*Document segment*.
******************************

Of all the presidentail terms depicted, I was most impressed by the incidents unfolding during the all too brief Kennedy admininistration, and not just because of the sorrowful events of the assassination. In this sequence juxtaposition of scenes was used so powerfully, the camera shifting back and forth between guests being served at a White House dinner and scenes of Cecil’s son taking part in the civil rights movement despite his father’s orders. Other than in the TV film about the coming of the civil rights movement to a small Mississippi town, Daniels’ film does the best job of showing the training in discipline and courage of the college students—black and white—who intended to integrate a whites only lunch counter at a Nashville Woolworths dime store.

 Louis, the oldest son of Cecil and Gloria (Oprah Winfrey), is one of many Fisk University students attracted to James Lawson (Jesse Williams), the young minister colleague of Martin Luther King, Jr. leading the workshop on nonviolence. After lecturing on Gandhi, each student in a role play is subjected to a harsh round of taunts and racial slurs from other students. A white lad tells Lawson that he cannot call the person he’s supposed to attack a “nigger,” that just isn’t something he can do. Lawson insists, pointing out that the role playing must be realistic. The student, tears rising in his eyes, complies. Adding to the realism are the mustard and catsup poured onto the heads of the trainees. The camera cuts away to Cecil and his colleagues, immaculately dressed in tuxedos preparing for a state dinner. The student action moves on to Woolworths where the white help and patrons are shocked that the mixed race group of students are transgressing the time honored system of Jim Crow seating. They are refused service, insulted, and soon, as toughs arrive, hateful words transpose into spiteful deeds. “Stand up!” the sit-in students are ordered. “Stand up,” the guests seated at the White House are told as the President and First Lady enter the room. The guests are served courteously by the black staff, whereas at Woolworths those aspiring to eat at the lunchcounter are not only refused service by the waitress, but are covered with condiments, knocked off their stools, and some of them beaten, and then hauled off to jail.

******************************

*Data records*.
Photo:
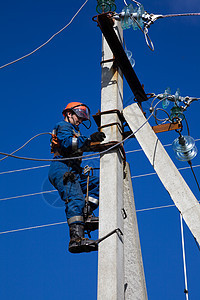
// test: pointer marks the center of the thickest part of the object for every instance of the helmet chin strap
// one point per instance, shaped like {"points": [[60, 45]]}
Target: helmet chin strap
{"points": [[86, 125], [81, 123]]}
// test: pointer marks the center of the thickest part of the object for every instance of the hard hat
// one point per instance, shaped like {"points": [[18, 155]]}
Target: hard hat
{"points": [[80, 109]]}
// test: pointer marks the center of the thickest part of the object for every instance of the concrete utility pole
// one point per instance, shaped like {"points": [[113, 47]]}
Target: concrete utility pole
{"points": [[170, 177], [117, 254], [110, 253], [134, 279]]}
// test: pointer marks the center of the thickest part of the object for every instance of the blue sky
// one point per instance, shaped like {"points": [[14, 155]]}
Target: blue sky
{"points": [[35, 262]]}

******************************

*Problems to work on*.
- a) In the film review, which university do the students drawn to James Lawson attend?
- b) Write a continuation of the film review, picking up right after its final sentence.
None of the items is needed.

*Expected responses*.
- a) Fisk University.

- b)
There is much more to tell of this excellent film, that strangely on the Imdb site has been accused by some viewers as boring and too one-sided. Cecil is castigated because he is so subservient, taking little part in the events around him. These posters forget that virtually all his mentors, from Anabeth at the plantation on have trained him to be what novelist Ralph Ellison called “the invisible man,” training that was reinforced by his superiors at the White House—there he was to hear nothing and say nothing—to “wear the mask,” as Dunbar wrote. Indeed, at that time the whole culture—literature, movies, radio, and degrading images of “Negroes” in advertising proclaimed that the Negro was an inferior who must be kept in his place!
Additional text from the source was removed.